BEGIN DOCUMENT PASSAGE

San Francisco

The US government is set to give research into Gulf War syndrome a sharp increase in funds following advice from scientists who believe that ill veterans suffered neurological damage during the 1991 conflict.

On 25 June, an advisory panel appointed by veterans' affairs secretary Anthony Principi concluded that research into whether neurological damage had been caused by vaccination or exposure to nerve agents “should be aggressively pursued”, and recommended that Congress commit $450 million over three years to the project.

The administration of President Bill Clinton tended to play down the idea that nerve gas or vaccines might have caused the health problems reported by some veterans, calling evidence of any link inconclusive. Instead, it maintained that the most likely cause was traumatic stress.

But during his election campaign, President George W. Bush promised to investigate evidence of such links, and he has since appointed officials, such as Principi, who are sympathetic to the veterans' claims.

The science of Gulf War syndrome has changed little over the years, however. Epidemiological studies have shown that more Gulf War veterans suffer symptoms such as dizziness compared with other veterans, but a decade of research has failed to find a single 'syndrome', or its cause.

END DOCUMENT PASSAGE
BEGIN RECORD EXTRACTS

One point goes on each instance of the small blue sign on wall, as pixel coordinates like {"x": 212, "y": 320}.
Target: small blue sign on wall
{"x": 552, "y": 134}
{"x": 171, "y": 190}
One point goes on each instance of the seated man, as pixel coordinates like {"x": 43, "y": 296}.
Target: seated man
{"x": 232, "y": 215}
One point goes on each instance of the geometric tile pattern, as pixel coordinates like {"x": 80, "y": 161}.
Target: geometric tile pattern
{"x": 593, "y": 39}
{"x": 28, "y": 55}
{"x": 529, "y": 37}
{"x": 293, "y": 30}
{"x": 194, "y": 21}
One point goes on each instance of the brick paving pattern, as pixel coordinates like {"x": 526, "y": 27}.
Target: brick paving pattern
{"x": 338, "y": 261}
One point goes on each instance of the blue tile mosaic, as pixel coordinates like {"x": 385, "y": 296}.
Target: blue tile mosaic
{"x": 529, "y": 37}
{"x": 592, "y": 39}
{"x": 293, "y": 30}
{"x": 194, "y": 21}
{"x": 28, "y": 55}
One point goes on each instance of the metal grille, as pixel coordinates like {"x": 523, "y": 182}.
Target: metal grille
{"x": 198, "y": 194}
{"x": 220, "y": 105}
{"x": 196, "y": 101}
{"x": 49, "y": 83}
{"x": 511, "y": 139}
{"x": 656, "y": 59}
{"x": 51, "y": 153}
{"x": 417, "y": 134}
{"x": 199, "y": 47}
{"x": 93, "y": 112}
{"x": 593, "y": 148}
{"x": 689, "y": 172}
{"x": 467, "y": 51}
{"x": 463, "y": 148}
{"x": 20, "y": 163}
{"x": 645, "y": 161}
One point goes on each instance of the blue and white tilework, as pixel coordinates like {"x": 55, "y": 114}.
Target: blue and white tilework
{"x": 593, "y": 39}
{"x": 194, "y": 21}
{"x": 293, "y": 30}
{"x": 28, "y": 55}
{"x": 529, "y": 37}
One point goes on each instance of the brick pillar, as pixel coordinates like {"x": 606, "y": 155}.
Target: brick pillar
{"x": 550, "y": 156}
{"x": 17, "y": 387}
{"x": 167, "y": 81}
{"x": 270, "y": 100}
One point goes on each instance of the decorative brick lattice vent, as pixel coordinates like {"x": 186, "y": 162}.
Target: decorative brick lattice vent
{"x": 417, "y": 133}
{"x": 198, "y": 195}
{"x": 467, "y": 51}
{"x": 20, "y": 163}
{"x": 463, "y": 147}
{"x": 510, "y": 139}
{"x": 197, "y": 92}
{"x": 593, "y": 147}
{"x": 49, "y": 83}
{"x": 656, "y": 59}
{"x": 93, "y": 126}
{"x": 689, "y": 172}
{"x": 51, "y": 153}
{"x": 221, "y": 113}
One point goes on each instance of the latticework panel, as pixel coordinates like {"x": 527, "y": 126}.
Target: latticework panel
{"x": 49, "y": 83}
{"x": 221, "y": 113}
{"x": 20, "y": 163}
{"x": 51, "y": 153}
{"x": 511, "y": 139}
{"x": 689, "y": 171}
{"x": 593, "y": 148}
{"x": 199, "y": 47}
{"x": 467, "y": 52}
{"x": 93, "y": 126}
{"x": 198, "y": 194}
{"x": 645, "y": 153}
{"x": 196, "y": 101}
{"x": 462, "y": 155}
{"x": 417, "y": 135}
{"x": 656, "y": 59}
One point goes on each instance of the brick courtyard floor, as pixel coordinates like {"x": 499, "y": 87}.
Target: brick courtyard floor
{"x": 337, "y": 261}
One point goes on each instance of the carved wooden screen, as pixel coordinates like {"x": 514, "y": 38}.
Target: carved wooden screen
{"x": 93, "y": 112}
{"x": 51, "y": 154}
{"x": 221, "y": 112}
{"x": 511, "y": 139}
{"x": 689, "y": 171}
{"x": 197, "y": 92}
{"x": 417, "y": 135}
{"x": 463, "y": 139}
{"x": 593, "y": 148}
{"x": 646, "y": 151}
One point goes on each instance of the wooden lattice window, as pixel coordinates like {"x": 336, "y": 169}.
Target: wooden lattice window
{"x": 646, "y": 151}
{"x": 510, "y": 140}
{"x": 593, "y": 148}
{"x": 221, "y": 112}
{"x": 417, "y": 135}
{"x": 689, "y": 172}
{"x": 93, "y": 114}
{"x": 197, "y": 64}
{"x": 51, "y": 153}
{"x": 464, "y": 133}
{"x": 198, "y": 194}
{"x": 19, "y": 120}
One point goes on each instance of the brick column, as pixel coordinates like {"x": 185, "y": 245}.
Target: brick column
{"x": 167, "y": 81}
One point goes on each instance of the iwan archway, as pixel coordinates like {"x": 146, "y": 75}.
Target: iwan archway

END RECORD EXTRACTS

* ACTIVITIES *
1. Return, word for word, the stretch of the Gulf War syndrome article starting at "On 25 June, an" and ending at "the veterans' claims.".
2. Write the next part of the article on Gulf War syndrome research, picking up after its final sentence.
The items stand apart from the article on Gulf War syndrome research.

* ANSWERS FOR THIS EXERCISE *
1.
On 25 June, an advisory panel appointed by veterans' affairs secretary Anthony Principi concluded that research into whether neurological damage had been caused by vaccination or exposure to nerve agents “should be aggressively pursued”, and recommended that Congress commit $450 million over three years to the project.

The administration of President Bill Clinton tended to play down the idea that nerve gas or vaccines might have caused the health problems reported by some veterans, calling evidence of any link inconclusive. Instead, it maintained that the most likely cause was traumatic stress.

But during his election campaign, President George W. Bush promised to investigate evidence of such links, and he has since appointed officials, such as Principi, who are sympathetic to the veterans' claims.

2.
In September 2000, an Institute of Medicine panel reviewed 1,000 research papers and concluded that there was insufficient evidence to support a link between nerve agents and veterans' symptoms (see Nature 407, 121; 200010.1038/35025263).

The advisory panel, which included several researchers whose work has pointed to a neurological cause of Gulf War syndrome, is urging that the new money should be administered by the National Institutes of Health. Panel member Robert Haley, director of epidemiology at the University of Texas Southwestern Medical Center at Dallas, says that the defence department cannot be trusted to address the issue fairly. Haley believes that exposure to chemicals may have caused brain damage in some veterans (see Nature 385, 187; 1997).

But Gregory Gray, an epidemiologist at the University of Iowa who has studied the problem, says: “A lot of sharp investigators have already looked at this. I'm sceptical that more studies will show anything different.”